WORK TO DO:
Reproduce every item below line by line, changing nothing.

┄┄┄┄┄┄┄┄┄┄

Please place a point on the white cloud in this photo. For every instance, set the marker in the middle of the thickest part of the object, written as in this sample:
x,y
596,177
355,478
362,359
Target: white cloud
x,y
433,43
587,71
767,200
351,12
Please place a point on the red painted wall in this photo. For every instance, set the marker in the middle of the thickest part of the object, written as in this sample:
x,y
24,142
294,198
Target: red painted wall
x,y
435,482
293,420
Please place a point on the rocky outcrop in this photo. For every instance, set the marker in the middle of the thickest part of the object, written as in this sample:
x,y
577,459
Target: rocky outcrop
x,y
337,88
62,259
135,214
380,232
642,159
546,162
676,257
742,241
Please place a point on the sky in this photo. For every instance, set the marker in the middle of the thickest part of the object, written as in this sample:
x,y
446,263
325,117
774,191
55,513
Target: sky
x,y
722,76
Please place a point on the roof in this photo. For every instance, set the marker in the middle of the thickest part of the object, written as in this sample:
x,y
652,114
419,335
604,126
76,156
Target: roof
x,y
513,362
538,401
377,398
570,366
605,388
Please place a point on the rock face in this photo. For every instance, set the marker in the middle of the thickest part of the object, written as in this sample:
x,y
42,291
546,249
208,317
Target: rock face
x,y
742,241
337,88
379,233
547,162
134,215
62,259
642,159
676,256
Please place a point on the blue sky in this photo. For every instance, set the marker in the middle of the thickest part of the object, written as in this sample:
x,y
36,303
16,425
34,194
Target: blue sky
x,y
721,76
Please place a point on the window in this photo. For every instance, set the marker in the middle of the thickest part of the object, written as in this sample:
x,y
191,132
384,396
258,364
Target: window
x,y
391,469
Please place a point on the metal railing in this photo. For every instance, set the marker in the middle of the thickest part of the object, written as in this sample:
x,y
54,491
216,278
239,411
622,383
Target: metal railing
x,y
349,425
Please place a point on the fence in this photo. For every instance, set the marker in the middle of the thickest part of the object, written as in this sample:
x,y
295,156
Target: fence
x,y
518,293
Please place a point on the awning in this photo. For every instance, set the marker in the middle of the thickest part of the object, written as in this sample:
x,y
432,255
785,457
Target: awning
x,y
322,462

┄┄┄┄┄┄┄┄┄┄

CORRECT ANSWER:
Please place a point on the white cloud in this photo. For every instance, set the marker in the middle of the thickest part of the object, written as in this sample:
x,y
596,177
355,478
362,359
Target: white cloud
x,y
433,43
587,71
767,200
351,12
Please place a point on the red painted wall in this photo. For every instance, set the marker in the middle of the thickest part of the object, written as in this sample:
x,y
24,142
294,198
Target: red painted wall
x,y
435,482
293,420
Please place a point on the rocky outcrop in this photo. For every instance, set the marker in the middle of the thickest part of the object, written as in this sample:
x,y
577,459
Target: rocky outcrop
x,y
337,88
62,259
135,214
380,232
642,159
546,162
676,257
742,241
Please place a point on the sky in this photo. For every instance, set the marker in the middle of the thickest part of the object, written as in this sample:
x,y
446,263
325,117
774,191
55,513
Target: sky
x,y
722,76
Please place a point on the roof in this photo. For every instance, set the marker in the middle of the thickest part of the object, written as in this sample:
x,y
652,114
419,335
604,126
76,156
Target: roof
x,y
513,362
538,401
377,398
570,366
605,388
Please place a point on the rock face in this photo. For every instance, set the marker in the middle of the thickest part of the object, written as in this sample:
x,y
42,291
546,249
208,317
Target: rock face
x,y
742,241
337,88
379,233
547,162
134,215
62,259
642,159
676,256
Please place a point on the blue sky in this photo. For every instance, set the marker in the middle of the thickest part of the object, written as in this sample:
x,y
36,303
16,425
34,194
Target: blue sky
x,y
721,76
Please place a point on the window in this photo. For every instance, set the marker in the middle of the thickest part of the object, written as in this sample:
x,y
191,132
384,396
258,364
Target: window
x,y
391,469
Please place a point on the metal railing in this photo. For every instance, set the marker in the middle of the thickest part of the object, written as in this sample:
x,y
54,491
216,278
239,411
622,383
Target: metal railing
x,y
349,425
Please place a point on the fence in this photo. For every instance, set the marker in the middle of the thickest part of the object, written as in this sample:
x,y
295,156
Target: fence
x,y
518,293
Please place a point on the awning in this photo. For every instance, set the marker in the middle of the thickest part of the object, written as in this sample:
x,y
432,255
785,457
Target: awning
x,y
322,462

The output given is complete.